• **Problem**
Rewrite the lines below, substituting "integer" for every occurrence of "whole-pixel" and keeping all other text identical.

(Entries taken from a collection)

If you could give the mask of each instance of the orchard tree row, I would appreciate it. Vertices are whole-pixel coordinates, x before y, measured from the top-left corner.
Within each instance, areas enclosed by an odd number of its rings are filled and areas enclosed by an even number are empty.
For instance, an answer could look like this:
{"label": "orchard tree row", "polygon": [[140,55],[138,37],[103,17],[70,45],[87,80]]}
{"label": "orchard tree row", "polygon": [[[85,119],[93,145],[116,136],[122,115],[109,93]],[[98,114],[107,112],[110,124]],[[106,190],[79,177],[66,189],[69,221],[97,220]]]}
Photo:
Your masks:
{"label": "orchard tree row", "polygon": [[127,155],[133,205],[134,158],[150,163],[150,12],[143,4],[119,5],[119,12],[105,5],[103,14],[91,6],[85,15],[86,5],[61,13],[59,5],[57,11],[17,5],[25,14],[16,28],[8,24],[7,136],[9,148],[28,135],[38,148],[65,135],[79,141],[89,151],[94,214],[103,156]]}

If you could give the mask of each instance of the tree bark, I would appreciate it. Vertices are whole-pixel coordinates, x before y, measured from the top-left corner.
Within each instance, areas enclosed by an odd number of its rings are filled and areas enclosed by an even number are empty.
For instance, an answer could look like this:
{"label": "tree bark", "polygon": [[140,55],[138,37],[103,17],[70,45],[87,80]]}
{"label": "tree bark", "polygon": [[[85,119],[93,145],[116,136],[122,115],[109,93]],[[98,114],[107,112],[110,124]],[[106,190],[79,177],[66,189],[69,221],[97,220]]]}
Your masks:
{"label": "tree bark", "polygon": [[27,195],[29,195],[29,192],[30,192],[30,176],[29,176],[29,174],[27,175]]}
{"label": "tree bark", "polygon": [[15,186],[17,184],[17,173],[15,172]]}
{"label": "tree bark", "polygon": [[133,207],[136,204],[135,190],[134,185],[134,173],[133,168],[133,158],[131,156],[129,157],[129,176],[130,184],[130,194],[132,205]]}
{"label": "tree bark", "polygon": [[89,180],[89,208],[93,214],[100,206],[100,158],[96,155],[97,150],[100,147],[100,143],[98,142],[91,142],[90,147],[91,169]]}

• **Written answer**
If you could give the mask of each instance of the orchard tree row, I would appreciate it. Vertices are integer coordinates, x before y, measured from the top-left corner.
Within each instance, areas enclosed by an odd number of its rings are filled and areas enclosed by an even number are empty.
For instance, an answer could look like this:
{"label": "orchard tree row", "polygon": [[140,55],[138,37],[103,17],[70,45],[87,80]]}
{"label": "orchard tree row", "polygon": [[[85,119],[93,145],[116,136],[122,115],[109,93]],[[98,114],[107,112],[110,124]],[[106,190],[79,177],[66,189],[69,221],[97,220]]]}
Photo:
Your masks:
{"label": "orchard tree row", "polygon": [[127,155],[133,205],[134,158],[150,163],[150,12],[143,4],[119,5],[119,12],[105,5],[103,14],[91,6],[85,15],[86,5],[61,13],[59,5],[57,11],[17,5],[25,14],[16,28],[8,24],[7,136],[9,148],[28,135],[38,148],[65,135],[79,141],[89,151],[94,214],[103,156]]}

If you could give the mask of each instance of the tree bark, I would appreciate it. Vertices are integer coordinates, x before y, measured from the top-left corner.
Within each instance, areas enclosed by an odd number of its rings are filled and areas enclosed by an even number are empty.
For instance, an answer could look like this:
{"label": "tree bark", "polygon": [[140,55],[138,37],[103,17],[70,45],[87,80]]}
{"label": "tree bark", "polygon": [[[85,119],[93,145],[116,136],[122,115],[109,93]],[[98,114],[107,112],[110,124]],[[106,190],[79,177],[66,189],[69,221],[97,220]]]}
Your masks:
{"label": "tree bark", "polygon": [[27,195],[29,195],[29,192],[30,192],[30,176],[29,176],[29,174],[27,175]]}
{"label": "tree bark", "polygon": [[15,186],[17,184],[17,173],[15,172]]}
{"label": "tree bark", "polygon": [[133,207],[136,204],[135,190],[134,185],[134,173],[133,168],[133,158],[131,156],[129,157],[129,176],[130,184],[130,194],[132,205]]}
{"label": "tree bark", "polygon": [[89,180],[89,208],[93,214],[100,206],[100,158],[96,155],[97,150],[100,147],[100,143],[98,142],[91,142],[90,147],[91,169]]}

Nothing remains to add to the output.